§ **Aim of the task**
Each entry should be quoted word for word, including every mark of punctuation.

§ **Records shown**
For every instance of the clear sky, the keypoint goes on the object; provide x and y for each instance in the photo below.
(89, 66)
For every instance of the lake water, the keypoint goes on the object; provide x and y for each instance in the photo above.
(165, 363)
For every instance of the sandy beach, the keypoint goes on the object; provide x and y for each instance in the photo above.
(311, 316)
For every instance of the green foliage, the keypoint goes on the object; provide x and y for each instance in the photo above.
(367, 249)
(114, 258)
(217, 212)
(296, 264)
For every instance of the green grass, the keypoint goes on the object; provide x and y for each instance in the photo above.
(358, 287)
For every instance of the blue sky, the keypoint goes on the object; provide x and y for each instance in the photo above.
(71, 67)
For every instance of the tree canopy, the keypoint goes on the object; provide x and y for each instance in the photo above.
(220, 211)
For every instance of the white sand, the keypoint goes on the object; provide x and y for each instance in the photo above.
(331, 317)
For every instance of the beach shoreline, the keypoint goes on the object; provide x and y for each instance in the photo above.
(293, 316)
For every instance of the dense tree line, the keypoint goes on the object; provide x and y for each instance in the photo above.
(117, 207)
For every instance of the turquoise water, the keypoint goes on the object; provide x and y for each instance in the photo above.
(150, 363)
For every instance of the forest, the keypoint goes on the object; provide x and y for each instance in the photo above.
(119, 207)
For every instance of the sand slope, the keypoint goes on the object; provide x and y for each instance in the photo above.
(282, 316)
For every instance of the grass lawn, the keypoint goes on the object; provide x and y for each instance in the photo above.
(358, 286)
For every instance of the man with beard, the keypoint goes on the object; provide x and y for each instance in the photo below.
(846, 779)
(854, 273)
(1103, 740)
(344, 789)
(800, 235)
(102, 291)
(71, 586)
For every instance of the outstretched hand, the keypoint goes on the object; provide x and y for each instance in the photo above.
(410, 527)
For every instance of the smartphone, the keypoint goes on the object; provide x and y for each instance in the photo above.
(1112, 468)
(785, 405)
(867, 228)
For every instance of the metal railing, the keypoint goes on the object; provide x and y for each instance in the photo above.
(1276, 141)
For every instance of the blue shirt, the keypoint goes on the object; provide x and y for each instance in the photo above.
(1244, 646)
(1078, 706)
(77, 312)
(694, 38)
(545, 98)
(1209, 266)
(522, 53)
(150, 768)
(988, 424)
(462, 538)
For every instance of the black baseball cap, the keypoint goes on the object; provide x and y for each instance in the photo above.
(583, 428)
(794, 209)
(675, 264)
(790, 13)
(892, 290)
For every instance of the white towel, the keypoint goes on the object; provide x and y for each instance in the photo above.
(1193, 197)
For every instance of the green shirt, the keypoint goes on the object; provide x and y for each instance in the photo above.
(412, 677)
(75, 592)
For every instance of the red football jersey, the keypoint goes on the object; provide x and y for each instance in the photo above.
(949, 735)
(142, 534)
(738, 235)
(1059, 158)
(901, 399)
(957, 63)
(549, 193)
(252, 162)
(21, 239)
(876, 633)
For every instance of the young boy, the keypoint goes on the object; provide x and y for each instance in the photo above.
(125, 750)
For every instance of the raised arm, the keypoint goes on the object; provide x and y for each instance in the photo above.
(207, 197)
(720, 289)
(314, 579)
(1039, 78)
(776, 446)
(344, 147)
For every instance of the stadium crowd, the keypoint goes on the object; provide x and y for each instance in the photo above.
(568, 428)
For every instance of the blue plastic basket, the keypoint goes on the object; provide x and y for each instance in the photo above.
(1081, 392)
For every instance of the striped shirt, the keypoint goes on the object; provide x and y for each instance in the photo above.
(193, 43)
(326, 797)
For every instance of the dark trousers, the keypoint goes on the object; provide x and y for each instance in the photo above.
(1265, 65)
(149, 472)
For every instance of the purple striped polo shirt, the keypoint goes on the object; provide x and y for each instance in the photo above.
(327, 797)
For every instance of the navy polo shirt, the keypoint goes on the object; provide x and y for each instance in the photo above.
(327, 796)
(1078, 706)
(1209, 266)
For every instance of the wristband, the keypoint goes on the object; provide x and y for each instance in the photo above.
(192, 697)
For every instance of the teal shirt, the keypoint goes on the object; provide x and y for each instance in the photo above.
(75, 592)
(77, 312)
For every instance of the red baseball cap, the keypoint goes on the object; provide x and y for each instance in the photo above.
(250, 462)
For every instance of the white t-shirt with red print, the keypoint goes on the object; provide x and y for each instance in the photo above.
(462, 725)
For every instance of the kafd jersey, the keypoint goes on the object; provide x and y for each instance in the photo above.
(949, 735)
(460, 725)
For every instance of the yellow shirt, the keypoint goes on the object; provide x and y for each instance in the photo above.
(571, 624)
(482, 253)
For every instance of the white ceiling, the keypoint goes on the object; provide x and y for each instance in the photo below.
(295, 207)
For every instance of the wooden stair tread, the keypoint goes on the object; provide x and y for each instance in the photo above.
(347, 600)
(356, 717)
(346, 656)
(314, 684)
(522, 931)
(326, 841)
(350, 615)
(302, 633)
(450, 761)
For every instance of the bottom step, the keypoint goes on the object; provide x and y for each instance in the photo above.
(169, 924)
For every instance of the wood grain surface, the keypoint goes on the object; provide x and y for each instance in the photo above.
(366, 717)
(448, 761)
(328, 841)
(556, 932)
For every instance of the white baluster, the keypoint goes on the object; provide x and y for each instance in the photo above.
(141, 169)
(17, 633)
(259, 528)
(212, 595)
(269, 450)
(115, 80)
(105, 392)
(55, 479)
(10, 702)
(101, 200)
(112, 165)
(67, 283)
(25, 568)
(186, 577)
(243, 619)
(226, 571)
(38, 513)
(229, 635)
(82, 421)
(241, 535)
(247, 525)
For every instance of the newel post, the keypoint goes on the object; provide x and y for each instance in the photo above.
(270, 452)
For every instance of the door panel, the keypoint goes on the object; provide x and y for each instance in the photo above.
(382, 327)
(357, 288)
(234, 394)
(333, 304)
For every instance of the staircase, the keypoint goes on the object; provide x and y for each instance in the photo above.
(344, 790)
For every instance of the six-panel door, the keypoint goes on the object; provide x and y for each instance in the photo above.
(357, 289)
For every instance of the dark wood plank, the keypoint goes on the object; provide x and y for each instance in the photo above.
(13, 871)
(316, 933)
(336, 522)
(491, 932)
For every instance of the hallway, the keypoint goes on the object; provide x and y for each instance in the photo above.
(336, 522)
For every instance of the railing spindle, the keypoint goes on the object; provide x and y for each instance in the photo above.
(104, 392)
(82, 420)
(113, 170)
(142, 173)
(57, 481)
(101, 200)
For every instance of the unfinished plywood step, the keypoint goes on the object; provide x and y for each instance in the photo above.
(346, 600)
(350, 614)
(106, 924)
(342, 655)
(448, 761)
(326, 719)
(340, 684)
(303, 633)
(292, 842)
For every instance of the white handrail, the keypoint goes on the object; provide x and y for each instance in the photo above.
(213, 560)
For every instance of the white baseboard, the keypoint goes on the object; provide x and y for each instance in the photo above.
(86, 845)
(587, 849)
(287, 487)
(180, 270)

§ **Output of the task**
For every instance of the clear sky, the keypoint goes on the object; provide x and y for each instance in the photo below.
(89, 66)
For every instance of the lake water, the keypoint goes on the object; provide x and y for each instance in the photo above.
(165, 363)
For every instance of the sandy beach, the keypoint goes on the object; provide x and y for each instance in the photo above.
(311, 316)
For every instance of the green foliage, the keypoint goes on the object; provide x and y for each instance in the photo above.
(367, 249)
(114, 258)
(217, 212)
(296, 264)
For every instance of the green grass, the keypoint goes on the object; provide x and y for each instance in the photo above.
(358, 287)
For every instance of the blue sky, the keypoint goes on the object; provide x and y for each instance in the photo above.
(71, 67)
For every instance of the tree canopy, the keypoint goes on the object; provide x and y for each instance in the photo above.
(220, 211)
For every instance of the white sand, the keypoint goes on the object; provide x and y for each instance in the photo above.
(331, 317)
For every instance of the beach shoreline, the keypoint goes on the object; provide x and y for each instance in the photo above.
(293, 316)
For every instance of the dense tree line, the keypoint goes on the object; provide x and y for each instance in the photo above.
(117, 207)
For every instance of the turquoise water, the keypoint goes on the object; provide x and y for each instance in the photo above.
(150, 363)
For every instance of the forest, the keypoint goes on the object; provide x and y for each instance in the photo above.
(119, 207)
For every instance of the sand slope, the keypoint goes on the object; provide x and y for each instance in the photo above.
(282, 316)
For every instance of the grass lawn, the keypoint goes on the object; provide x and y for each instance in the photo above.
(358, 286)
For every instance of the man with beard, the keypoint goes on the object; provide x and y for each instance in the photo below.
(846, 779)
(854, 273)
(1103, 740)
(344, 789)
(800, 235)
(102, 291)
(71, 586)
For every instance of the outstretched hand, the keypoint goes on the object; provide x and y for each instance in the photo above.
(410, 527)
For every instance of the smartphone, the keypoint goes on the object; provide x and y for each instance in the photo above.
(1112, 468)
(785, 405)
(867, 228)
For every instance of the metal railing, the keypoint goes on the object; provide x and y for each instance in the photo above.
(1276, 141)
For every instance of the blue shirt, the keypoint goes on the object; provide x and y for each instance in the photo above.
(1244, 646)
(1078, 706)
(77, 312)
(694, 38)
(545, 98)
(1209, 266)
(522, 53)
(150, 768)
(988, 424)
(462, 538)
For every instance of the black baseball cap, the keypoint goes on the object; provide x and y for each instance in the photo above.
(583, 428)
(794, 209)
(675, 264)
(790, 13)
(892, 290)
For every instance of the white towel, the keypoint goes on the object; provide x and y for each instance in the photo above.
(1193, 197)
For every instance of the green shirt, the keypoint goes on the object; provide x and y for each instance in the photo above.
(412, 677)
(75, 592)
For every instance of the red football jersey, the keypoint goes on the object; provide x and y for each instance in the photo above.
(949, 735)
(142, 534)
(738, 235)
(1059, 158)
(901, 399)
(957, 63)
(549, 193)
(252, 162)
(21, 239)
(876, 633)
For every instance of the young boy, the keypoint goes on the object; provide x and y for each instance in the photo above.
(125, 750)
For every instance of the raised arm, the keypoint goes on the object; provide x and y for each instance in the photo above.
(207, 197)
(720, 289)
(314, 579)
(1039, 78)
(776, 446)
(344, 147)
For every instance of the stadium crowd, the keypoint goes on the object; provide x and y for each instance in the photo above.
(568, 428)
For every instance of the blue plastic basket, the keypoint goes on the object; provide x and y for each instance in the photo above.
(1081, 392)
For every instance of the striped shirt, the keypoint goes on the object; provide x and y for each instance in the photo above.
(193, 43)
(326, 797)
For every instance of the dark trousers, the keypoint goes on the object; provide x and y for each instance in the photo above.
(1265, 65)
(149, 472)
For every instance of the purple striped polo shirt, the keypoint goes on the object; provide x and y for each instance in the photo above.
(327, 797)
For every instance of the navy polo shirt, the keypoint goes on the object; provide x and y for each instance in the photo above.
(327, 796)
(1078, 706)
(1209, 266)
For every instance of the wristband, the keypoint goes on the object; provide x and y for each instance in the photo above.
(192, 697)
For every instance of the teal shirt, the keypoint goes on the object; provide x and y for each instance in the photo above.
(75, 592)
(77, 312)
For every instance of the red baseball cap, the keypoint goes on the object; provide x and y for each instance in the photo above.
(250, 462)
For every instance of the white t-shirt with red print, the keypoint goes on the object; provide x and y for each instance in the photo above.
(462, 725)
For every instance of the kafd jersey, the keypoint goes on the object; provide x and y for each instance in the photo above.
(949, 735)
(460, 725)
For every instance of the yellow shirt, the keypoint goes on the object; provide x and y for each instance in the photo above.
(571, 624)
(482, 253)
For every instance of the white ceiling, the keypoint goes on the object; provide x and y for each instance in the photo below.
(295, 207)
For every instance of the wooden stair tread, the keypoint goes on the object; provide x and y for each instance in the photo above.
(347, 600)
(356, 717)
(346, 656)
(314, 684)
(522, 931)
(326, 841)
(350, 615)
(302, 633)
(450, 761)
For every instance of the bottom step, the keypoint goes on the object; provide x and y for each instance in the photo above.
(169, 924)
For every instance of the wood grain surface, the keypoint goes on the object; provide x and y for each instance in the photo above.
(366, 717)
(448, 761)
(328, 841)
(556, 932)
For every instance of the white baluster, the keypoint goes on the object; provide x and y for each instance in the photo above.
(141, 169)
(17, 633)
(259, 528)
(212, 595)
(269, 450)
(115, 80)
(105, 392)
(55, 479)
(10, 702)
(101, 200)
(112, 165)
(67, 283)
(25, 568)
(186, 577)
(243, 619)
(226, 571)
(38, 513)
(229, 635)
(82, 421)
(241, 535)
(247, 525)
For every instance of the newel post, the keypoint goes on the object; provide x and y for each instance in the photo above.
(270, 452)
For every instance of the door panel, the keypoint goes on the object; provide x and y for each instance in the photo above.
(382, 327)
(357, 288)
(234, 394)
(333, 304)
For every instance of the staircase, the keypoint goes on the object; provide x and y for each instance in the photo above.
(344, 790)
For every instance of the six-panel door, the keypoint goes on the object; provide x and y for each instance in the photo above.
(357, 289)
For every instance of the dark wood plank, the keypoint goes on the object; provide x and y for each instance in the photo above.
(13, 871)
(316, 933)
(336, 522)
(491, 932)
For every instance of the hallway, the keypoint goes on the object; provide x and y for each instance in the photo above.
(336, 522)
For every instance of the railing spindle, the keypoint goes on the object; provide x and y for each instance in the photo above.
(104, 392)
(82, 420)
(113, 170)
(142, 173)
(57, 481)
(101, 200)
For every instance of the unfinished plywood step, the keypoint goes on the object; provide x and y for each instance in the photo above.
(346, 600)
(350, 614)
(106, 924)
(342, 655)
(448, 761)
(326, 719)
(340, 684)
(303, 633)
(292, 842)
For every instance of the white handrail, the keypoint goes on the object; provide x and y for each instance in the photo above.
(213, 560)
For every instance of the white baseboard, the keypoint goes on the object; provide x and y for each instance in the photo above.
(86, 845)
(587, 849)
(287, 487)
(180, 270)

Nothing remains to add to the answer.